◆ WHAT TO DO ◆
A – In the passage on otome fans and cosplay, restate the part from "Could you ask" to "merch(andise), you know?", swapping "fanzine" for "comic book".
B – Render the rows from the line with "green patterned headscarf" to the end of the rows as a JSON list of strings, one string per line, leaving out blank lines.

◆ PAGE EXCERPT ◆
Could you ask Otome-Games publishers why they don’t want us to do Cosplay anymore? I don’t get why we are ‘tarnishing the character’s image just by dressing like them anyways. You know, one of my friends doing a fanzine and amateur (dôjin) item was asked to stop selling it online last month. It’s like they are scared of us taking over their right to use the characters? But we still buy official merch(andise), you know?

—K-ko, 26, personal interview, July 2015

When interviewing a group of women performing dances and cosplay in Otome Road (Ikebukuro, Tokyo) in July 2015, it became clear to me that their main concerns went directly to the question of how the “recycling practices” fundamental to their communities were becoming more regulated by publishing companies (enujîriyô), specifically at convention sites and so-called otaku sanctuaries (otaku no seichi). They also mentioned how trading randomized lottery, crane-games, or capsule toy prices tended to be forbidden by official distribution sites; posters around the local Animate retail store prohibited “salvage exchanges of randomly distributed merchandise,” describing this behavior as “cheating.” Because parts of the local female fan communities felt a certain urgency to address the gradual policing of how they recycle media and content, it is important to reconstruct their role in the history of the territories important to otaku culture as well as its industries.

Rows from a box labeling dataset:
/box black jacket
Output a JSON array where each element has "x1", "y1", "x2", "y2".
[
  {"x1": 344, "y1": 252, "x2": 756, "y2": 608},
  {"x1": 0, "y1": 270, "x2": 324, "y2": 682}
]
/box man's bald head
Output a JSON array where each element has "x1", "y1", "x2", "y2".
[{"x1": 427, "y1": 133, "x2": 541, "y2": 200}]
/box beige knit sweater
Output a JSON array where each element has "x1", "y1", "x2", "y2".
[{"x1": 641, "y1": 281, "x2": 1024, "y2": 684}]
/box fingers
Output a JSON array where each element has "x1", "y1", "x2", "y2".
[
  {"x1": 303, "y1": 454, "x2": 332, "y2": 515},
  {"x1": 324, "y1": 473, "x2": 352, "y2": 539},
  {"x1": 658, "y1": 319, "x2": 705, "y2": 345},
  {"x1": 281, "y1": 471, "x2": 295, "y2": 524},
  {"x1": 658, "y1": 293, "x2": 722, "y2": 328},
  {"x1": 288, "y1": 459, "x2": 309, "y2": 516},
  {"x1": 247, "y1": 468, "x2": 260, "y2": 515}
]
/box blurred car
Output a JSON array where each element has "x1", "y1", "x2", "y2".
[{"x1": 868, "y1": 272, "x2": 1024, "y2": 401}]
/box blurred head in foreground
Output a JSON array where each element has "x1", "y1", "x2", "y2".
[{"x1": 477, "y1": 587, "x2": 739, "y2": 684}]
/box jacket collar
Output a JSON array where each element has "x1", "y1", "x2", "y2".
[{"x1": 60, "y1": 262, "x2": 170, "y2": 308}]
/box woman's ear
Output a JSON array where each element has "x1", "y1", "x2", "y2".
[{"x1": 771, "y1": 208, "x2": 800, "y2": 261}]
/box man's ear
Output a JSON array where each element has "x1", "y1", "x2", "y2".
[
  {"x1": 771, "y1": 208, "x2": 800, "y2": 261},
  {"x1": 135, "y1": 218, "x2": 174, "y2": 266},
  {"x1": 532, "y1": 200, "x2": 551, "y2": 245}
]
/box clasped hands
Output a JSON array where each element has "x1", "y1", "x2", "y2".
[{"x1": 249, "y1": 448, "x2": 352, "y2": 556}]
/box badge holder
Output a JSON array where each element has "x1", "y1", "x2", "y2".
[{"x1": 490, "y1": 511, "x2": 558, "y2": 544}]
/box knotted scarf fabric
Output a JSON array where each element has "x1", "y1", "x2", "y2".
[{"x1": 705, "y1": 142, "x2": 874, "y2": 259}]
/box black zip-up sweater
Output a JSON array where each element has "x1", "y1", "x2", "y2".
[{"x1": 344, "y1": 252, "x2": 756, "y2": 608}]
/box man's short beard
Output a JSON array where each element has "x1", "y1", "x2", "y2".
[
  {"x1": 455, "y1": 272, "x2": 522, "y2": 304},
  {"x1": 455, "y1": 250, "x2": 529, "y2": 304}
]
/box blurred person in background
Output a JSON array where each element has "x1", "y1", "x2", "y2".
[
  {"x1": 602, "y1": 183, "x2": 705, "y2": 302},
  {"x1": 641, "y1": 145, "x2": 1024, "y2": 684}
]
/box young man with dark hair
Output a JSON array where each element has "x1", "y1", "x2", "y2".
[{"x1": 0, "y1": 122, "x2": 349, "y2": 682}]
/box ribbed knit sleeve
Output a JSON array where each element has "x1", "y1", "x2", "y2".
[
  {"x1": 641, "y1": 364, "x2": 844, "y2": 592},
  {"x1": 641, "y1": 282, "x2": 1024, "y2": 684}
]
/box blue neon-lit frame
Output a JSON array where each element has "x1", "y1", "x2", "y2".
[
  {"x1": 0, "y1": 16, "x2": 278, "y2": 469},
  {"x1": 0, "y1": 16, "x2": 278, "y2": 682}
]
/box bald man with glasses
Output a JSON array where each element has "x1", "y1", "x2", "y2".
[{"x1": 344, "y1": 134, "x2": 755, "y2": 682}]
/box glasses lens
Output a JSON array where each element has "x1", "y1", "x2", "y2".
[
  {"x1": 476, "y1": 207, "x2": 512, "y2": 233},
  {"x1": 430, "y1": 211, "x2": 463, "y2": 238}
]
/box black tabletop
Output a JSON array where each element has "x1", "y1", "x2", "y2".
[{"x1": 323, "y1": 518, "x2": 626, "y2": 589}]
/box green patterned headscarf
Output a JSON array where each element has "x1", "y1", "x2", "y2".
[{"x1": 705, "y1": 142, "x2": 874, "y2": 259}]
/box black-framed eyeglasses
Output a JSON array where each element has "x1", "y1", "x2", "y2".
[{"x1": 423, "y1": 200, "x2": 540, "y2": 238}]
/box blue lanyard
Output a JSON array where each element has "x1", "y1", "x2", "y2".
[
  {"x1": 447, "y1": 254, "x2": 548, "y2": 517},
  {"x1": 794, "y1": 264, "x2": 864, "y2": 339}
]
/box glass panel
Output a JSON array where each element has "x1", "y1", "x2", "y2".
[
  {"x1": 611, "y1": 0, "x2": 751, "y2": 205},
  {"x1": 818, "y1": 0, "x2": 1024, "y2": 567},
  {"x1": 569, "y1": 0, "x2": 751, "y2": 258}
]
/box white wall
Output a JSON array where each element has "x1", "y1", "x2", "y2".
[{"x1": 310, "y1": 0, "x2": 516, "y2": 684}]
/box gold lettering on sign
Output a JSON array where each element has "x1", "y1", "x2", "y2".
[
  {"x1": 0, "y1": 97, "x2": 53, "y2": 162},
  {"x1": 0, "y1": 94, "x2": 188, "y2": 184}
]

◆ RESULTS OF THE TASKS ◆
A –
Could you ask Otome-Games publishers why they don’t want us to do Cosplay anymore? I don’t get why we are ‘tarnishing the character’s image just by dressing like them anyways. You know, one of my friends doing a comic book and amateur (dôjin) item was asked to stop selling it online last month. It’s like they are scared of us taking over their right to use the characters? But we still buy official merch(andise), you know?

B –
[
  "/box green patterned headscarf",
  "Output a JSON array where each element has \"x1\", \"y1\", \"x2\", \"y2\".",
  "[{\"x1\": 705, \"y1\": 142, \"x2\": 874, \"y2\": 259}]",
  "/box black-framed eyeglasses",
  "Output a JSON array where each element has \"x1\", \"y1\", \"x2\", \"y2\".",
  "[{\"x1\": 423, \"y1\": 200, \"x2\": 540, \"y2\": 238}]",
  "/box blue lanyard",
  "Output a JSON array where each element has \"x1\", \"y1\", \"x2\", \"y2\".",
  "[",
  "  {\"x1\": 447, \"y1\": 254, \"x2\": 548, \"y2\": 517},",
  "  {\"x1\": 794, \"y1\": 264, \"x2\": 864, \"y2\": 339}",
  "]",
  "/box glass panel",
  "Output a JSON array where each element has \"x1\", \"y1\", \"x2\", \"y2\".",
  "[",
  "  {\"x1\": 611, \"y1\": 0, \"x2\": 751, \"y2\": 205},",
  "  {\"x1\": 818, \"y1\": 0, \"x2\": 1024, \"y2\": 567},",
  "  {\"x1\": 569, \"y1\": 0, \"x2\": 751, \"y2\": 258}",
  "]",
  "/box white wall",
  "Output a JSON array where each element has \"x1\", \"y1\", \"x2\", \"y2\".",
  "[{\"x1\": 310, \"y1\": 0, \"x2\": 516, \"y2\": 684}]",
  "/box gold lettering on sign",
  "Output a JSON array where each element has \"x1\", \"y1\", \"x2\", \"y2\".",
  "[",
  "  {\"x1\": 0, \"y1\": 97, \"x2\": 53, \"y2\": 162},",
  "  {\"x1\": 0, \"y1\": 94, \"x2\": 188, \"y2\": 184}",
  "]"
]